* _Short problem_: List every line in the items below that contains the word "hand", matching case exactly.

[BEGIN Data for processing]

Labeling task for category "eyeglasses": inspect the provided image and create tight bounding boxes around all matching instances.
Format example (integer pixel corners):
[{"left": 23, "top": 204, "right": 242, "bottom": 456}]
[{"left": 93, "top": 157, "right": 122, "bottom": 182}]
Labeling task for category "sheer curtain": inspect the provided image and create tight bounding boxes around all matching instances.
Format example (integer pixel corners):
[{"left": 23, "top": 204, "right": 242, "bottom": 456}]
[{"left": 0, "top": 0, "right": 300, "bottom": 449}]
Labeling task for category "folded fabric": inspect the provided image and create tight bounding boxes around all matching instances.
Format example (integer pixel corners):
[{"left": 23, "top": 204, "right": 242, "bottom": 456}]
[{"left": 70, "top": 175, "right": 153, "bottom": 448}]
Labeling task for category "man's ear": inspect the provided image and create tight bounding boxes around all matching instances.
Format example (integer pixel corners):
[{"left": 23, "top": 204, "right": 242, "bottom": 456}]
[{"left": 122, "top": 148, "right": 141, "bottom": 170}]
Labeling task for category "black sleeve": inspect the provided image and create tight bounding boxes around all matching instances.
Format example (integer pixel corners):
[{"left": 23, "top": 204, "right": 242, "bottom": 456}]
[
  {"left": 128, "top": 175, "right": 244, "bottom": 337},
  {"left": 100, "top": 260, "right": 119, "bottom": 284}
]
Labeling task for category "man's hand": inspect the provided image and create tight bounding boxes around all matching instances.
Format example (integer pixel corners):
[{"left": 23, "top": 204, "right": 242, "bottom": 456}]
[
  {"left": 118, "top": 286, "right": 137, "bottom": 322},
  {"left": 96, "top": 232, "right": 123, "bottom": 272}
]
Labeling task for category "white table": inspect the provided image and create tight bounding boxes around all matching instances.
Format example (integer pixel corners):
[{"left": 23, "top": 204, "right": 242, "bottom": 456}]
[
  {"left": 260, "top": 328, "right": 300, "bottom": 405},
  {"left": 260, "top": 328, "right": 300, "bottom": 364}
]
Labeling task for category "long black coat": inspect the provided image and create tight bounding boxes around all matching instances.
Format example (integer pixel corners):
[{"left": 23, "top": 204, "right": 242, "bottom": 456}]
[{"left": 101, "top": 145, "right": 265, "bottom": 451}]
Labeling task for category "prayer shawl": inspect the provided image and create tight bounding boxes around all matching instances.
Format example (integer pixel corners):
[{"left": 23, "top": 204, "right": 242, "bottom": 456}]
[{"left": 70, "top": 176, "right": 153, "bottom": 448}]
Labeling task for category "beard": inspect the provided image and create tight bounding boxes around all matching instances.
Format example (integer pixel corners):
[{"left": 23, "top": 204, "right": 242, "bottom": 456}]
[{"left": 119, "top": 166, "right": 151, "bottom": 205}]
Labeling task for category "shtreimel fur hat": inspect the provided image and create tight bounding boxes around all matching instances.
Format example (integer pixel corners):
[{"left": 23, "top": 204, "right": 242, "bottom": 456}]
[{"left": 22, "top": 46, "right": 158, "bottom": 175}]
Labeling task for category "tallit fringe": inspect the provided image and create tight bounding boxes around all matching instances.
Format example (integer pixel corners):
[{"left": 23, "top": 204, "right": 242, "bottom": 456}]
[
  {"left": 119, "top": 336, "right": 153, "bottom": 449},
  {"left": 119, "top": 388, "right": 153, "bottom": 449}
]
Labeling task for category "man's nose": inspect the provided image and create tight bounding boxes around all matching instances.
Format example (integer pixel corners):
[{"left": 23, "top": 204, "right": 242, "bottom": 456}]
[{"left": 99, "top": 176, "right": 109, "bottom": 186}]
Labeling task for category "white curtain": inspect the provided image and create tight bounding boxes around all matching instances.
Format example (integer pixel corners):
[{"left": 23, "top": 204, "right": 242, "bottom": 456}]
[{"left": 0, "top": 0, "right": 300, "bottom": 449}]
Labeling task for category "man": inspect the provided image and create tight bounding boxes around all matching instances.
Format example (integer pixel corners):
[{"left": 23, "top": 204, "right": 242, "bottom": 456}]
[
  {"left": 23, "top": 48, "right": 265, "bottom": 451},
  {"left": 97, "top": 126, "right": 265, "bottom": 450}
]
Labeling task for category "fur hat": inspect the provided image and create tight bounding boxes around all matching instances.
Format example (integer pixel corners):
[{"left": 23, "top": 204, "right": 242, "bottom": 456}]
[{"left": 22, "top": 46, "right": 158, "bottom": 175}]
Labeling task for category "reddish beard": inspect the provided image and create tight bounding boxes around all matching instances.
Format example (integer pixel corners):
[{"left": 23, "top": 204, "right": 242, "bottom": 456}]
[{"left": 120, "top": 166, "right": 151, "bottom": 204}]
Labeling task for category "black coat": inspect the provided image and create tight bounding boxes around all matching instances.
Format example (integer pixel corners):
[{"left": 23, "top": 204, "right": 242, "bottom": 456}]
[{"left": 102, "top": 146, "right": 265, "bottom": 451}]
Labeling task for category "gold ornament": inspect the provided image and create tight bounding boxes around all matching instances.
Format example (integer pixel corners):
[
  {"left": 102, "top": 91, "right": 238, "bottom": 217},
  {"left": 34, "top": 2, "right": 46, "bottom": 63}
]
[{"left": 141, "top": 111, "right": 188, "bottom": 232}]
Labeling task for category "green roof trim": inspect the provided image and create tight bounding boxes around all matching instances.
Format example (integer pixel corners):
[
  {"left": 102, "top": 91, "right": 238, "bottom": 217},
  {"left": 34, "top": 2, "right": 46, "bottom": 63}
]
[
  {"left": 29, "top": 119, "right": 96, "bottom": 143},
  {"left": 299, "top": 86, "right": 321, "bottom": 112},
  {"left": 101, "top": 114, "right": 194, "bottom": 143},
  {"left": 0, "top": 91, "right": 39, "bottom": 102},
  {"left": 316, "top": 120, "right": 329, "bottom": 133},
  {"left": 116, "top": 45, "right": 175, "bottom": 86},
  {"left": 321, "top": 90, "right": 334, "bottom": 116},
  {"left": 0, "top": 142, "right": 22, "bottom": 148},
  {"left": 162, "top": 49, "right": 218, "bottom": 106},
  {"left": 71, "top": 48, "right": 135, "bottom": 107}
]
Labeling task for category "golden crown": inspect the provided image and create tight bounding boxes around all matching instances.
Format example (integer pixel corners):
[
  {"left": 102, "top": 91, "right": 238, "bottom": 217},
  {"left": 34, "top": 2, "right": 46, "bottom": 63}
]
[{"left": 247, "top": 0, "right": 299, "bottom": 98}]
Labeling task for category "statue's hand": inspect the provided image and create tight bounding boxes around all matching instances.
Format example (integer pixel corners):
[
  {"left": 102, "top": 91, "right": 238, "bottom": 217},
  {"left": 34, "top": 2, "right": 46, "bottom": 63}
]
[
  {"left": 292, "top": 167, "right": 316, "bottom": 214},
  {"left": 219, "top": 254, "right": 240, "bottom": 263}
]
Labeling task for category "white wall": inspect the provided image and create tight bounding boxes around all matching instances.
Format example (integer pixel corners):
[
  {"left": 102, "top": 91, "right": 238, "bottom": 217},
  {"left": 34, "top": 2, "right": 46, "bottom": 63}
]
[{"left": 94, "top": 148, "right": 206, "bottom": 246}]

[END Data for processing]

* _Task response_:
Labeling task for category "man's hand": inspect the provided image and create tight bounding boxes around all matching instances.
Labeling task for category "statue's hand": inspect the provided image and create tight bounding boxes around all matching instances.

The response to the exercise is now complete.